==== RECORDS SUPPLIED
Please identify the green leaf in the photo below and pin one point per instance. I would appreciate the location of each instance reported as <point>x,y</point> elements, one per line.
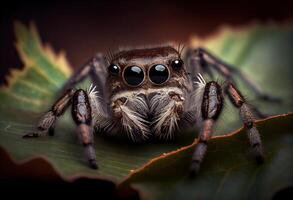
<point>228,171</point>
<point>261,52</point>
<point>34,87</point>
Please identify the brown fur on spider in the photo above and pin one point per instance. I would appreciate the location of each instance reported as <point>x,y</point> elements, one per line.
<point>152,92</point>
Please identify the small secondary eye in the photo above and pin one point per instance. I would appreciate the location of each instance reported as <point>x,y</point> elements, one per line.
<point>114,69</point>
<point>159,74</point>
<point>177,64</point>
<point>133,75</point>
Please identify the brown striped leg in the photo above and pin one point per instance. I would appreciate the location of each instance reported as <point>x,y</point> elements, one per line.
<point>248,120</point>
<point>82,116</point>
<point>47,122</point>
<point>211,108</point>
<point>208,61</point>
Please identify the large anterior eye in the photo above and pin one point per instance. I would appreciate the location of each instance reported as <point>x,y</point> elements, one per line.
<point>133,75</point>
<point>114,69</point>
<point>177,64</point>
<point>159,74</point>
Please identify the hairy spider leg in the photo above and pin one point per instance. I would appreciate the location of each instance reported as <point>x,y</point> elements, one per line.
<point>203,61</point>
<point>247,118</point>
<point>211,108</point>
<point>82,116</point>
<point>47,122</point>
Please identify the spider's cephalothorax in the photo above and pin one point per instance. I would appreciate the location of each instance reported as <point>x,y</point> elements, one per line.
<point>147,90</point>
<point>152,92</point>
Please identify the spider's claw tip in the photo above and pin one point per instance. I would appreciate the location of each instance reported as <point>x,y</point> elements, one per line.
<point>259,159</point>
<point>30,135</point>
<point>93,163</point>
<point>194,169</point>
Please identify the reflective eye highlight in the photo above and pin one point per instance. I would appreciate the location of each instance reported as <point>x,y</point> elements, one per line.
<point>133,75</point>
<point>114,69</point>
<point>177,64</point>
<point>159,74</point>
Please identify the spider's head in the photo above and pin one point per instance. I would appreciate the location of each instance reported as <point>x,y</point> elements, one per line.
<point>145,81</point>
<point>138,69</point>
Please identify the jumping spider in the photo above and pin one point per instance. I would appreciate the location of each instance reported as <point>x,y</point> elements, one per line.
<point>152,92</point>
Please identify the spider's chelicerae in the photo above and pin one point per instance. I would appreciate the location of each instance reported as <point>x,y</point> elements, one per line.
<point>152,93</point>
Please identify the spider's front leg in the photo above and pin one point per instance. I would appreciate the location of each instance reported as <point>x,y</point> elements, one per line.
<point>47,122</point>
<point>247,118</point>
<point>201,60</point>
<point>82,116</point>
<point>211,107</point>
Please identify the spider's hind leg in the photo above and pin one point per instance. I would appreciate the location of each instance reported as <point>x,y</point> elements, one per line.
<point>47,122</point>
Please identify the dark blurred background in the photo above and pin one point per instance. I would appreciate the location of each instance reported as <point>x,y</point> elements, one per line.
<point>82,28</point>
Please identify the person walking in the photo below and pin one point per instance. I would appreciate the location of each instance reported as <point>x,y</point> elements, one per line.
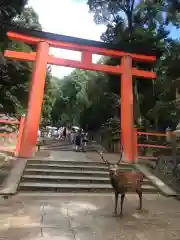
<point>78,140</point>
<point>64,133</point>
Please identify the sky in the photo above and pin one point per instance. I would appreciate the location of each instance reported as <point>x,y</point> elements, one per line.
<point>72,18</point>
<point>67,17</point>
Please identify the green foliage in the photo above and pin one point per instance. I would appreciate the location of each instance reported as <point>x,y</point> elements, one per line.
<point>92,99</point>
<point>15,75</point>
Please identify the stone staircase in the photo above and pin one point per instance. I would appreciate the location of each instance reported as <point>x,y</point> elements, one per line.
<point>71,176</point>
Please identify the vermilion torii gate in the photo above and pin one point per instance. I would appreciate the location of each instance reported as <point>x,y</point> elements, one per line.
<point>41,58</point>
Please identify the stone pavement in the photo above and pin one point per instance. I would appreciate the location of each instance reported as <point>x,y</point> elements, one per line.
<point>73,217</point>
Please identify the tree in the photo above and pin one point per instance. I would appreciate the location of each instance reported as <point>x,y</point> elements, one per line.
<point>141,24</point>
<point>15,75</point>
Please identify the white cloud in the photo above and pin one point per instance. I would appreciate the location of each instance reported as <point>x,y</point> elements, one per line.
<point>70,18</point>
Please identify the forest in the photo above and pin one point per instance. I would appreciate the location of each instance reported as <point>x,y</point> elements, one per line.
<point>92,99</point>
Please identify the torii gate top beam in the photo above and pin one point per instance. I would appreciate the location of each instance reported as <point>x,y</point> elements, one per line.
<point>78,44</point>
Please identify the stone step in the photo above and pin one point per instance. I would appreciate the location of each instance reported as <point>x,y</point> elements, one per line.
<point>73,162</point>
<point>70,167</point>
<point>69,179</point>
<point>58,187</point>
<point>65,172</point>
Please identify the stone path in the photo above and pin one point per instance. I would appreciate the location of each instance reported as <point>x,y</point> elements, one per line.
<point>73,217</point>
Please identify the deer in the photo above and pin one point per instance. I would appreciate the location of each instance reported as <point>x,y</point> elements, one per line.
<point>123,182</point>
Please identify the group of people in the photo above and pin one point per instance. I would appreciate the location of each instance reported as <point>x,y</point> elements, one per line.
<point>75,136</point>
<point>79,139</point>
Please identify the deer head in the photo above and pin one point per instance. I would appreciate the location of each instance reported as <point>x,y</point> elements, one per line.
<point>112,167</point>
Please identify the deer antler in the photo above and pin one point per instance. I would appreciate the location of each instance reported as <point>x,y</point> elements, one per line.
<point>102,157</point>
<point>121,153</point>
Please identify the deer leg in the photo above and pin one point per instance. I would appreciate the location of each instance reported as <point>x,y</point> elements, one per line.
<point>115,204</point>
<point>122,201</point>
<point>140,199</point>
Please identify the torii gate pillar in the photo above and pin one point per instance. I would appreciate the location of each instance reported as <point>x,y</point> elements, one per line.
<point>127,115</point>
<point>31,124</point>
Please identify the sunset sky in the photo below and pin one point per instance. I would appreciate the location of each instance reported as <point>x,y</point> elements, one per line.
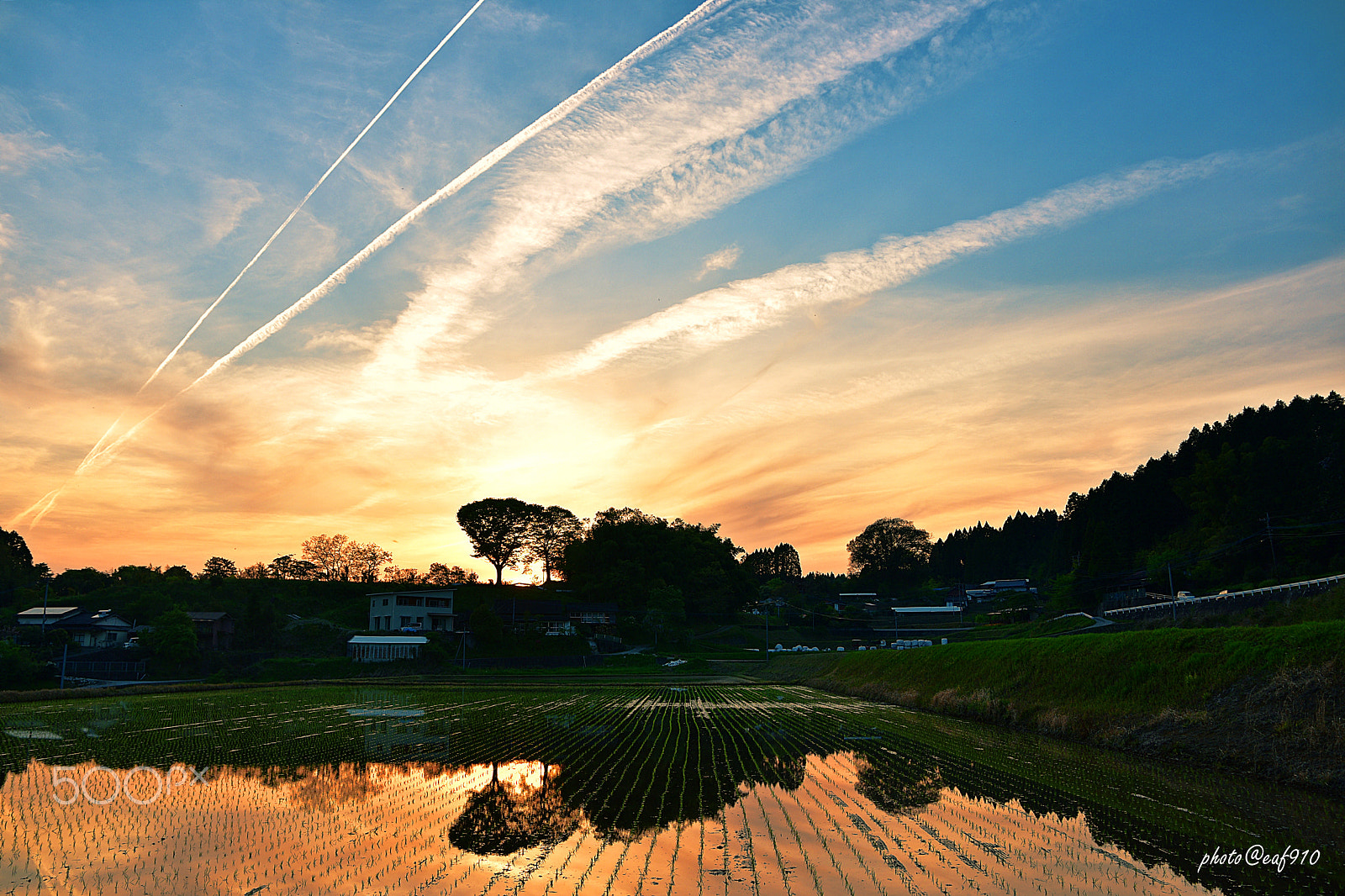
========
▸ **WHAT NEEDS TO BE DONE**: Rewrite all of the entries above with "pin one point" replaced by "mark one point" and everything else left unchanged. Omit the pictures from your answer.

▸ **OUTPUT**:
Please identify the green leaf in the photo below and mark one point per instance. I would appreciate the location of each instance reported as <point>x,y</point> elements, one per line.
<point>228,171</point>
<point>261,52</point>
<point>34,87</point>
Please identify the brown fur on spider in the photo above and mark one point per instance. I would appreciate the location of each instance reported as <point>x,y</point> elements, one per line.
<point>152,92</point>
Please identify the small secondary eye in the photo above and mark one point per instance. I would appreciate the location of each instance reported as <point>x,y</point> elements, one per line.
<point>114,69</point>
<point>159,74</point>
<point>177,64</point>
<point>133,75</point>
Please identify the brown striped leg in the photo above and mark one point per instance. I would appreciate the location of each instance reported as <point>x,y</point> elements, one per line.
<point>248,120</point>
<point>82,116</point>
<point>47,122</point>
<point>211,108</point>
<point>208,61</point>
Please identify the large anterior eye in the photo above and mark one point per instance. I would appreciate the location of each instance reported as <point>x,y</point> elements, one per line.
<point>133,75</point>
<point>114,69</point>
<point>177,64</point>
<point>159,74</point>
Please identify the hairy spider leg in the photo above and mark one point per instance. I would appreciate the location of each instance reported as <point>x,y</point> elements, one per line.
<point>203,61</point>
<point>247,118</point>
<point>211,108</point>
<point>82,116</point>
<point>47,122</point>
Please identify the spider's cephalothorax in the photo above and mark one point per instance. I would appreciate the location of each instance reported as <point>x,y</point> elements, one per line.
<point>147,90</point>
<point>152,92</point>
Please identify the spider's claw tip in the photo above and mark one point per instance. I would appreciate the location of each instance reported as <point>x,y</point> elements, one per line.
<point>259,159</point>
<point>30,135</point>
<point>93,163</point>
<point>194,169</point>
Please identify the reflective eye highlight in the photo above and mark one point per instance. I would appreciate the location of each instance reported as <point>x,y</point> elements, one per line.
<point>133,75</point>
<point>114,69</point>
<point>177,64</point>
<point>159,74</point>
Please identify the spider's head in the photo above and mark one point per instance. I would appreciate the location of each instance reported as <point>x,y</point> elements, one per line.
<point>145,81</point>
<point>138,69</point>
Please identify the jumping spider in the photo above and mark one point per instance. I would appreciate the location of each instance reported as <point>x,y</point> elements, one per line.
<point>152,92</point>
Please identify the spider's chelicerae in the photo above and mark one point per instance. I would appreciate the location of each instance reported as <point>x,y</point> elements, one per line.
<point>152,93</point>
Please identify the spider's front leg in the photo above and mark one point per instance. I would appreciate the location of each instance reported as <point>x,y</point> elements, one per line.
<point>47,122</point>
<point>247,118</point>
<point>201,60</point>
<point>82,116</point>
<point>211,107</point>
Please identify the spider's hind leg in the photo above and mark one point per instance. I would appreciate the location of each instance reported as <point>x,y</point> elements, one per line.
<point>47,122</point>
Please identify the dark blurred background in the photo above and mark one point per instance. I would appreciate the location of each instance reported as <point>x,y</point> elements, one per line.
<point>82,28</point>
Please identify the person walking in the photo below and mark one point per instance. I would appreciate the location of each instance reported as <point>x,y</point> elements, one per line.
<point>78,140</point>
<point>64,133</point>
Please identify the sky in the photo above and mark one point per instance. I would appreciate the location of each instance reported as <point>x,y</point> elements, one per line.
<point>72,18</point>
<point>67,17</point>
Please identify the green foliage in the photo above and mark one point per instance. I would appreciate the location of each instance reported as <point>x,y</point> elements, one per line.
<point>92,99</point>
<point>15,75</point>
Please identify the stone staircase in the photo above and mark one point per instance. I would appreciate the location of each instance reported as <point>x,y</point> elements, one per line.
<point>71,176</point>
Please identify the vermilion torii gate in the photo above and mark one point per instance. I would appreciate the location of each instance reported as <point>x,y</point> elements, one per line.
<point>41,58</point>
Please identify the stone pavement in the photo above and mark one point per instance. I would appreciate the location of each instance reported as <point>x,y</point> elements, one per line.
<point>73,217</point>
Please identify the tree in the photo above and mark one point per instance. I would appreciate the location of each instance reported as <point>x,y</point> elements, one per line.
<point>141,24</point>
<point>15,75</point>
Please identify the white cloud in the photo above and mark one point per instance. I would appreciate the location of each instance reported as <point>x,y</point> elements, one per line.
<point>70,18</point>
Please identify the forest in the photo above and mark one point per instance. I would appreciate the location of each instance reported as <point>x,y</point> elements, one per line.
<point>92,99</point>
Please identify the torii gate top beam in the photo above and mark one point per instance. I would appreciate the location of each instance reported as <point>x,y</point> elements, one per line.
<point>78,44</point>
Please identify the stone step in the photo above and mark one point per instance. I would appreciate the location of each instance reported as <point>x,y</point> elements, one per line.
<point>73,162</point>
<point>70,167</point>
<point>69,179</point>
<point>58,187</point>
<point>65,172</point>
Please identify the stone path in the photo above and mark one point per instance. I would appreciate the location of each instance reported as <point>x,y</point> elements, one per line.
<point>73,217</point>
Please identify the deer in the photo above and mark one point per instance. I would appreciate the location of each instance reported as <point>x,y</point> elements, one per line.
<point>123,182</point>
Please identify the group of people in the photo above and mark one point per instance. I would appreciate the location of each instance reported as <point>x,y</point> elements, one per line.
<point>75,136</point>
<point>79,139</point>
Please identify the deer head in the photo above and mark one point per instance. I would appreciate the location of each instance reported as <point>x,y</point> elements, one per line.
<point>112,167</point>
Please identify the deer antler in the photo above and mark one point per instance. I would appreciate the location of each instance reported as <point>x,y</point> elements, one per line.
<point>102,157</point>
<point>121,153</point>
Please identify the deer leg in the photo above and mark one point per instance. I would appreciate the location of each instance reported as <point>x,y</point> elements, one per line.
<point>115,204</point>
<point>122,201</point>
<point>140,199</point>
Please identify the torii gate pillar in the photo above and mark one point per instance. I would appreciate the location of each instance reported as <point>x,y</point> elements, one per line.
<point>127,115</point>
<point>31,124</point>
Please identify the sunset sky in the photo below and mark one point per instance. I would appreciate the location of each instance reported as <point>x,y</point> elements, one per line.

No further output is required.